REQUEST »
Return every line of the listing below that contains the word "painted".

SUPPLIED ENTRIES »
====

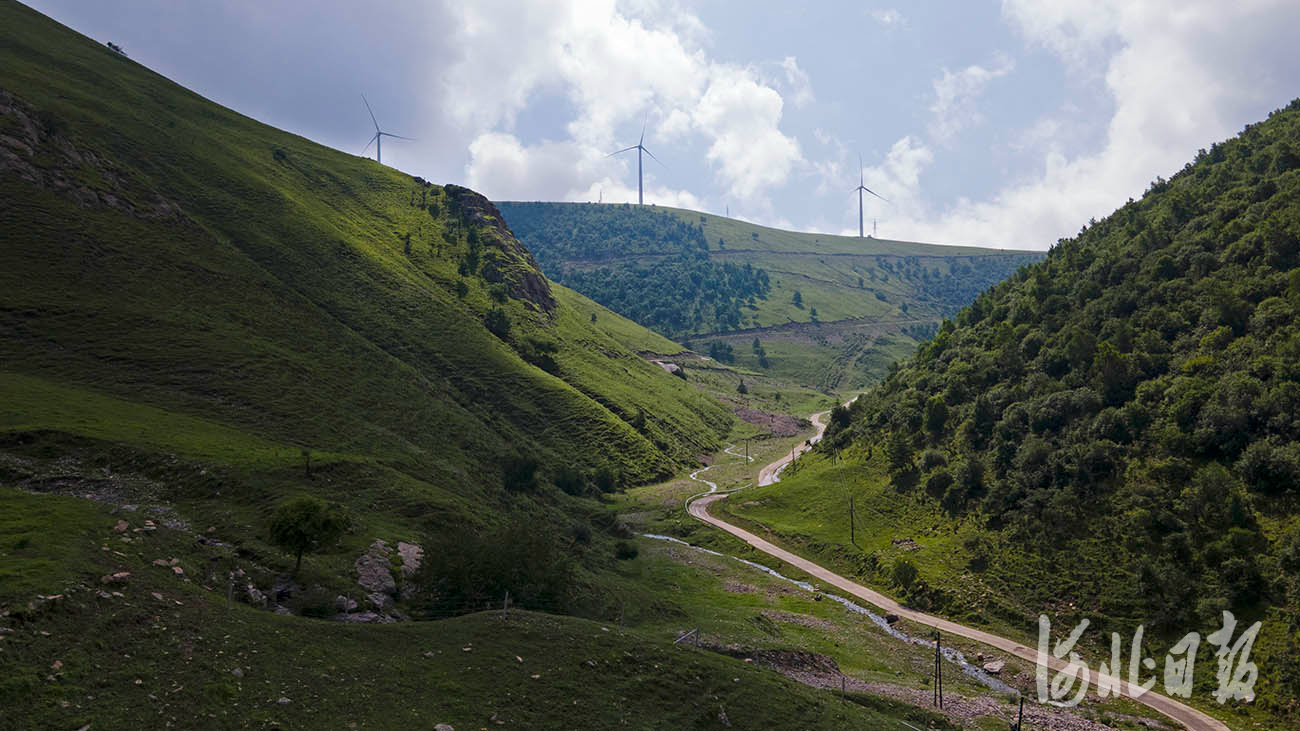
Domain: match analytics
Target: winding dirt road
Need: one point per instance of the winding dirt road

====

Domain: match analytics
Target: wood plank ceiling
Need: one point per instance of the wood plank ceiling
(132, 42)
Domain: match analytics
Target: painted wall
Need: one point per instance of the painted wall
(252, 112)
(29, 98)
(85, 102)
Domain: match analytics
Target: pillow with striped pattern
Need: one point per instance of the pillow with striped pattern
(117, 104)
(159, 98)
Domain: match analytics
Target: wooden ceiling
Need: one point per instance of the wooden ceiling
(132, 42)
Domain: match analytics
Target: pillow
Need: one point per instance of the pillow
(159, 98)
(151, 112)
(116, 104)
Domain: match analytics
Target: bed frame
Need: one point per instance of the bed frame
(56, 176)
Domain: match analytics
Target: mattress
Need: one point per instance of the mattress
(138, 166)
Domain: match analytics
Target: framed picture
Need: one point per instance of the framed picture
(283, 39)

====

ANSWER BELOW »
Target: painted wall
Need: one point per instance of the painted wall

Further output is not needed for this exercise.